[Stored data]

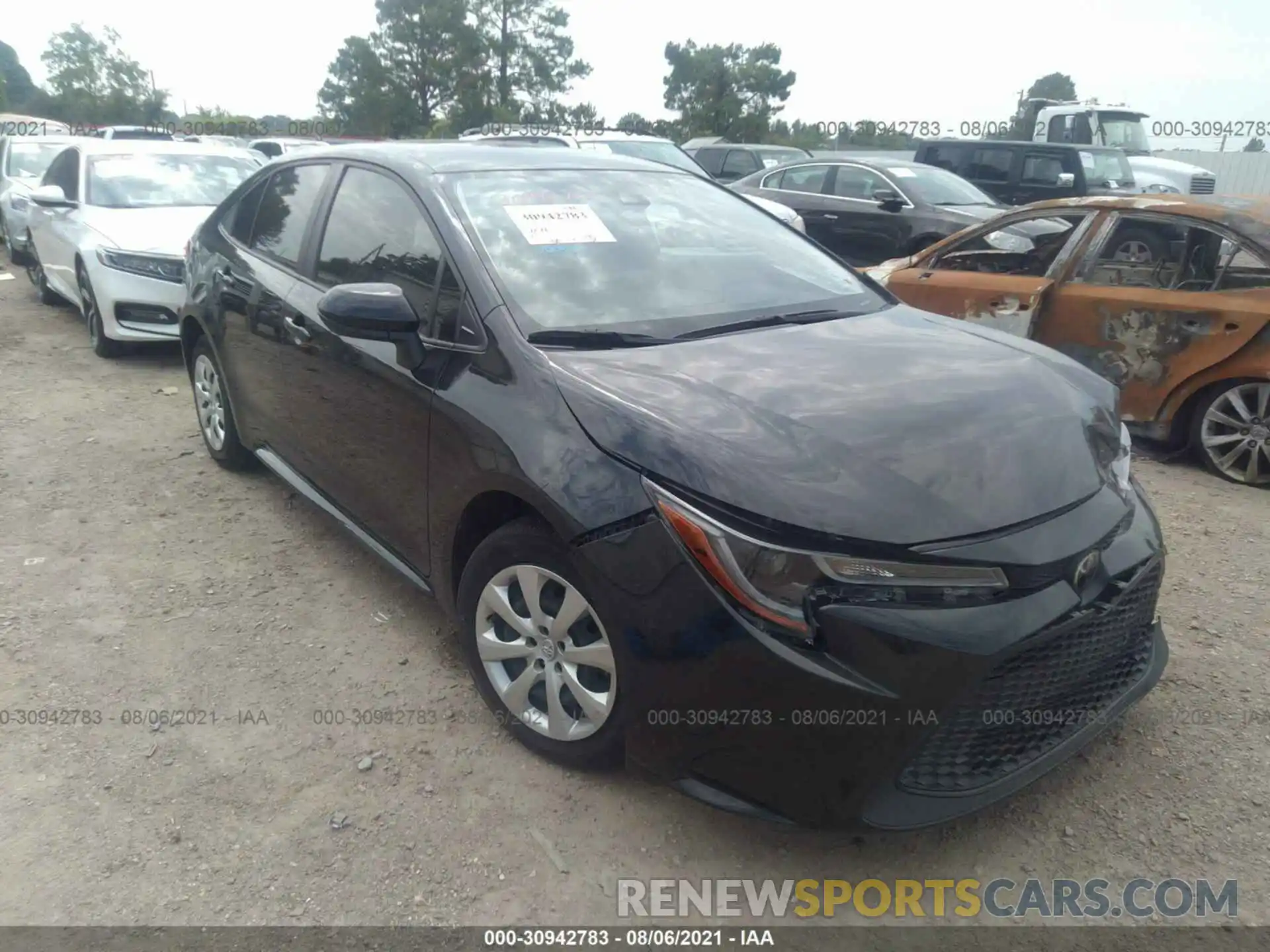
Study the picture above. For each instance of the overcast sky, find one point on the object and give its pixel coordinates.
(922, 60)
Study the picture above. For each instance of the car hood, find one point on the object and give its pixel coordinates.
(781, 211)
(900, 427)
(1165, 165)
(157, 230)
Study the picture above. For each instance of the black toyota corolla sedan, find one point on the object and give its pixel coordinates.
(697, 493)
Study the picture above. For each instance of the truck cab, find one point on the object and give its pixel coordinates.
(1121, 127)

AIM → Copy all of the material above word for word, leaving the pictures out of your copy.

ANSWER IN FULL →
Study the picture above. For each instance of the overcast sky, find one point on the object and give its pixel coordinates.
(922, 60)
Study the picture above. For each instance of the car hood, find one point on the object and give its pixel coordinates.
(781, 211)
(900, 427)
(1165, 165)
(157, 230)
Study the picture above. For each instance of the black toyota corolla sedan, find one point on the object and give its pixel coordinates.
(697, 493)
Study the picture above. For each instance of the truck cab, find one point on the object and give its pixel coordinates.
(1121, 127)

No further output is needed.